DESCRIPTION OF THE TASK.
Transcribe the entries below exactly; leave every image out.

(Pointing dataset records)
□ □ □ □ □

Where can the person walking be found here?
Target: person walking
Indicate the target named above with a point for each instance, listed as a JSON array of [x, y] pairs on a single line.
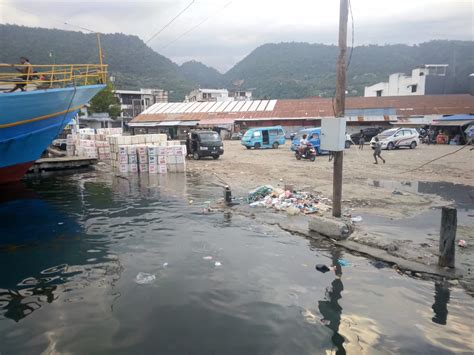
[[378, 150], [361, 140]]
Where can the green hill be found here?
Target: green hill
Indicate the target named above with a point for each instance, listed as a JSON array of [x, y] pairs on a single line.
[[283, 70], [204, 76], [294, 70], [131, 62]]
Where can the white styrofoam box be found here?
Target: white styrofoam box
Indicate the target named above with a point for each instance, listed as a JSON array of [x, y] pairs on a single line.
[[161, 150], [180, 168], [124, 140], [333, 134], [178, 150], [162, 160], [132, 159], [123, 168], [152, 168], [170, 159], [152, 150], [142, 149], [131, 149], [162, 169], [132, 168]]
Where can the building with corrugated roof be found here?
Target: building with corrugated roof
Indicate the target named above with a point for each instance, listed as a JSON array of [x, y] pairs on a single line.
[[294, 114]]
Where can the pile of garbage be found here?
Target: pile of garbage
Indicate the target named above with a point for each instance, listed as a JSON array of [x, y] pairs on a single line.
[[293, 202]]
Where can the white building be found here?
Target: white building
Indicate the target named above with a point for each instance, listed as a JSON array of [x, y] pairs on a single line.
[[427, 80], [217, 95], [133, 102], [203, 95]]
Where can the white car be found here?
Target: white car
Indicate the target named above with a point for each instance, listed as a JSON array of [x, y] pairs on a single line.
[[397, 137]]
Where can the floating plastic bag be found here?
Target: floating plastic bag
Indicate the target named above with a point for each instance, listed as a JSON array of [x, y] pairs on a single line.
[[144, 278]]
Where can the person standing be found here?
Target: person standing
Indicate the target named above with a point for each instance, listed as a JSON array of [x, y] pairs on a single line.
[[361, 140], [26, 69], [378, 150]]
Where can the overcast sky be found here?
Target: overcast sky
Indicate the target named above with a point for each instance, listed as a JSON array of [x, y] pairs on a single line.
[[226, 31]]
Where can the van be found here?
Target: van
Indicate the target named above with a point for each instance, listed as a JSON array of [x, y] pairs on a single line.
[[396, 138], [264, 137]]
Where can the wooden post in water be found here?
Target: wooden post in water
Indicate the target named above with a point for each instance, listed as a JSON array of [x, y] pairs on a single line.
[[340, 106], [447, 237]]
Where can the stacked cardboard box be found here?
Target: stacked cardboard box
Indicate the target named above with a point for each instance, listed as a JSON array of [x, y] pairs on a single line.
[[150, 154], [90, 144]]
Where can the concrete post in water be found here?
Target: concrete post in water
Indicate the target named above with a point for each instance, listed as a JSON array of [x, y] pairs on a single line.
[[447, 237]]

□ □ □ □ □

TASK OUTPUT.
Where can the person walking be found here?
Target: person walking
Indicate the target named above with a point for each instance, listed as a JSON array of [x, y] pairs on a single line.
[[378, 150], [361, 140]]
Where can the green hill be found here?
Target: green hill
Indicate the target named above with a point for each instance, listed as a JSON array of [x, y] pairs on a single line.
[[283, 70], [204, 76], [294, 70], [131, 62]]
Where can the white styrofoam box be found here?
Target: white styrofoam box
Indicate the target named above with a point for each instance, listed as a JSON array of [x, y] pairs on a single line.
[[161, 150], [180, 168], [124, 140], [333, 134], [178, 150], [162, 160], [132, 159], [123, 168], [152, 168], [170, 159], [152, 150], [142, 149], [131, 149], [162, 169], [132, 168]]
Where can the building with corrugated roof be found here?
Target: building with corrugated roof
Indicate the target named above with a point for each instance, listed as a JSON array of [x, y] pairs on a single line.
[[294, 114]]
Where can the pile of garbage be found here?
Target: pile of garbage
Indicate the target named above with a point for each instance, listed as a JSON array of [x, y] pairs on a single line.
[[293, 202]]
Where can the white building be found here?
Target: white building
Indicate the target named above with a point for each instance, listed as a JSON array of [x, y] pairs on a single line.
[[427, 80], [217, 95], [133, 102], [203, 95]]
Where can the white car be found here?
Target: white car
Indicate the target named above with a point for each instance, listed as a JSON array of [x, y] pairs on a single line.
[[397, 137]]
Where can the floating plastic bag be found here?
Target: floating plastic bag
Indicate the target named above with a point for each instance, listed as a JSON array of [x, y] pairs on a single line.
[[144, 278]]
Where can the person standing be found here?
Target: person standing
Indicate the target named above with a point for each instance, listed as a JSON array of [x, y] pairs on a single line.
[[361, 140], [26, 69], [378, 150]]
Where can the overcast sky be found here?
Target: overcast sky
Indicate the target named above with a point for each instance, listed as a JSON array of [x, y] pairs on a single line.
[[226, 31]]
Where can the van be found here?
Target: van
Indicate the target named above with a point for each instance, listed as a JSON array of [x, y] pairs on a single line.
[[396, 138], [264, 137]]
Where can the wooden post in water be found here?
Target: wooden post in water
Indicate the target named above with a point for each instance, listed as a JSON array of [x, y] pairs on a single line.
[[340, 106], [447, 237]]
Where can the stacked cardboard box be found here?
Target: stacked cardboard box
Indicate the target named above with a point for each instance, listed as a JSON array of [x, y] pairs on a single line.
[[150, 154], [90, 144]]
Where can the concrete post in water be found here?
Target: concrete post in water
Indicate the target named above with a point for each instance, listed as a JSON array of [x, y] pairs on a single line.
[[447, 237]]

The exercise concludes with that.